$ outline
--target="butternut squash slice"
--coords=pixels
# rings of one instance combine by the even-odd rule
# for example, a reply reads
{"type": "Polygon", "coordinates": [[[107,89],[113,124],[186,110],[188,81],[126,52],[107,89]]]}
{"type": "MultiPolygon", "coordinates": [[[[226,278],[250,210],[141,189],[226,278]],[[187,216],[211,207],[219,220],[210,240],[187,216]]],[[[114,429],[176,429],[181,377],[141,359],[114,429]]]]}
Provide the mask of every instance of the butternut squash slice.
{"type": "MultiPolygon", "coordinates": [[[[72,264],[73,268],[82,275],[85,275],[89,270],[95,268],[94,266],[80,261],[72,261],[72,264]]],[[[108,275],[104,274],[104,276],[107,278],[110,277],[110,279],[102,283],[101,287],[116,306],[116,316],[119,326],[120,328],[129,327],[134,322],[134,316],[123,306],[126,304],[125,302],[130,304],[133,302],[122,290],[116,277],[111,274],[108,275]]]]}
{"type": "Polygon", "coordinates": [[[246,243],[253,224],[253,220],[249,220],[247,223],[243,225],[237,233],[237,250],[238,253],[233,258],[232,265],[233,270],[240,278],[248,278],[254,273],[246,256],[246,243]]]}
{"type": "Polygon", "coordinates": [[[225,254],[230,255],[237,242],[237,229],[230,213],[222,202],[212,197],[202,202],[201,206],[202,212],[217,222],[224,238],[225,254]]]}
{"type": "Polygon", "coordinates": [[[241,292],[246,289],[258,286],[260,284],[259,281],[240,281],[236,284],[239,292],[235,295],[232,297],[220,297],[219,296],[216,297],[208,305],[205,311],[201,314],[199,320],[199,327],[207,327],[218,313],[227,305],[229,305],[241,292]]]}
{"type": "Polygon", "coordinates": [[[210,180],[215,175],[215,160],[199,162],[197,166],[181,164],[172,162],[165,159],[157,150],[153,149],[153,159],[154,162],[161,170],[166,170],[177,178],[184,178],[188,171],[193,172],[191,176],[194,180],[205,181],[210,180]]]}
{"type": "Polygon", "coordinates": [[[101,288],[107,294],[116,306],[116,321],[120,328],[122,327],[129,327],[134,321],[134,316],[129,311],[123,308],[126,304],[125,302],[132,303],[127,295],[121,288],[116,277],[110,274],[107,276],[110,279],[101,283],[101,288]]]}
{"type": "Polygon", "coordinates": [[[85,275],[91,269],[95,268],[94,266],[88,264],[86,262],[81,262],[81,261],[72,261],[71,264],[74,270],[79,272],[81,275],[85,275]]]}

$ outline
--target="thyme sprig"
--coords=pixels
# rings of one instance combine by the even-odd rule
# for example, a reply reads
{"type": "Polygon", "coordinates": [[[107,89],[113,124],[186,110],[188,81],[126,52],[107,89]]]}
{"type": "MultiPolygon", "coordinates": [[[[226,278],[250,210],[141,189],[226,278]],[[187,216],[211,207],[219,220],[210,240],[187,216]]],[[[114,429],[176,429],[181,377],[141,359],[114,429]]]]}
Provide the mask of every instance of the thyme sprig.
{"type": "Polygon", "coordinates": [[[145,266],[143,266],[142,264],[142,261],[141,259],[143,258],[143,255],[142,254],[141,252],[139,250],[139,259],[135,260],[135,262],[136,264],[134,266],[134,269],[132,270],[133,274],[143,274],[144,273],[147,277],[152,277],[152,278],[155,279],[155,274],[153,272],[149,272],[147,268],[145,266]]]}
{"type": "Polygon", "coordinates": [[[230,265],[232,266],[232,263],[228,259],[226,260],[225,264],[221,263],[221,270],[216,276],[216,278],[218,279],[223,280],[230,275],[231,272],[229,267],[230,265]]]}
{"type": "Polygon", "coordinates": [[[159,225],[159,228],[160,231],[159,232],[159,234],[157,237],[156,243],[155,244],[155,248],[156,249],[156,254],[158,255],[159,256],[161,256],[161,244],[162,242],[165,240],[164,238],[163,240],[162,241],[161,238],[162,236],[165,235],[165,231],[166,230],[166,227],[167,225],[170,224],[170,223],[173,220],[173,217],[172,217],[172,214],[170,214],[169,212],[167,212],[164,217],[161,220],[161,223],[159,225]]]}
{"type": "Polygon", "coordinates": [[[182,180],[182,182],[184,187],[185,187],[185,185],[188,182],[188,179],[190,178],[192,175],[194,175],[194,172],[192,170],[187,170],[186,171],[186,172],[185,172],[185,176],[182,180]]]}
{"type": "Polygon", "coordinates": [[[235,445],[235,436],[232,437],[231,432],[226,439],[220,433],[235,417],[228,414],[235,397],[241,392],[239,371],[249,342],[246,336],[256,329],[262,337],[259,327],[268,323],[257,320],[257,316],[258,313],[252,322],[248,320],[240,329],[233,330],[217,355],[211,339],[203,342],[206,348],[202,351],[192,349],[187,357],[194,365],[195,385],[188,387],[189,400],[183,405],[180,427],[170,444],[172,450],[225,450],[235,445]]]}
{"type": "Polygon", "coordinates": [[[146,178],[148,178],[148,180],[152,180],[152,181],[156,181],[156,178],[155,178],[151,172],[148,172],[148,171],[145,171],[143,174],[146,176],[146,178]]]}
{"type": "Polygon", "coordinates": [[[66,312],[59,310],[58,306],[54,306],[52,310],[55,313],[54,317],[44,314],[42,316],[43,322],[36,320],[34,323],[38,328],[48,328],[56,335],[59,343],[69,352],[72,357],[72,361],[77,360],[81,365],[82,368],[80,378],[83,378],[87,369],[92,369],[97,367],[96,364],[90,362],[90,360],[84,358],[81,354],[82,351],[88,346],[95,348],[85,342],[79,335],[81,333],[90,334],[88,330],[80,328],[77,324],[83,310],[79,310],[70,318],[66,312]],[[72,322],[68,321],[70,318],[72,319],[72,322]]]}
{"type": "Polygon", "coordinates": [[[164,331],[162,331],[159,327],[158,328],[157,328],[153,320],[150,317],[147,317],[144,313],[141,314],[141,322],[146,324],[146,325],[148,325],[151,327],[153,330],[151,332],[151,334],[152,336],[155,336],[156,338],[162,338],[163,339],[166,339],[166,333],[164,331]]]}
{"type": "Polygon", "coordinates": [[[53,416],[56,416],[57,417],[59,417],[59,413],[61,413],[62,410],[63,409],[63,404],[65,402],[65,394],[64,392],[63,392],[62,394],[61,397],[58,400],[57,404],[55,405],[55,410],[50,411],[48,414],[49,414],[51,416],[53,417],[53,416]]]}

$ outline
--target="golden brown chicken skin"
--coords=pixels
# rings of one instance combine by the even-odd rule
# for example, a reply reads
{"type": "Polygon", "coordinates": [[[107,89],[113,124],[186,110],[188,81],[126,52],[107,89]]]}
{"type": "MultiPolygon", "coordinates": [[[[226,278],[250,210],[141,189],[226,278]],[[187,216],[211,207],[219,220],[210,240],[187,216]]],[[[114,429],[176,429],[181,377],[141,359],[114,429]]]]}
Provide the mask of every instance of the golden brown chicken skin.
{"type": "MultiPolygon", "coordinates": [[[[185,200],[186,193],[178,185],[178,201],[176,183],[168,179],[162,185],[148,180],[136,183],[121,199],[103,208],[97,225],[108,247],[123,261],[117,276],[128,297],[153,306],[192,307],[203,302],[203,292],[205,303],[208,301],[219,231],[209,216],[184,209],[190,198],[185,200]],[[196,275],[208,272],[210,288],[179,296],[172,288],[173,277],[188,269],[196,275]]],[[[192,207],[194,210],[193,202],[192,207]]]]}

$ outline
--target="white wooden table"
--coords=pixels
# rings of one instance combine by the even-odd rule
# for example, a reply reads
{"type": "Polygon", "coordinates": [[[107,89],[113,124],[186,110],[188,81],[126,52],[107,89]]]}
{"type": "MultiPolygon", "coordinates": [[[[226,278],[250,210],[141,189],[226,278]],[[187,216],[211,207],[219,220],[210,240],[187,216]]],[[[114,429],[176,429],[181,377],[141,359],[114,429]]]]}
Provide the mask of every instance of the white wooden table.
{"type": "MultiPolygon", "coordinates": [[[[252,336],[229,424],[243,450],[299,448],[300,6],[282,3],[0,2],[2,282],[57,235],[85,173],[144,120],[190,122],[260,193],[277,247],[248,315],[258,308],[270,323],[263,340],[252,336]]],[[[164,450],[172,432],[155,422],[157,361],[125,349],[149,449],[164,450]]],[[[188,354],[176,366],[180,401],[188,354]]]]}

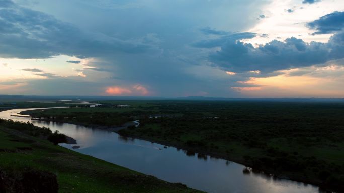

> [AIM OF THE EXERCISE]:
How many of the lines above contain the word "chicken", matching case exactly? Reply with the number alone.

> [ANSWER TO THE TASK]:
2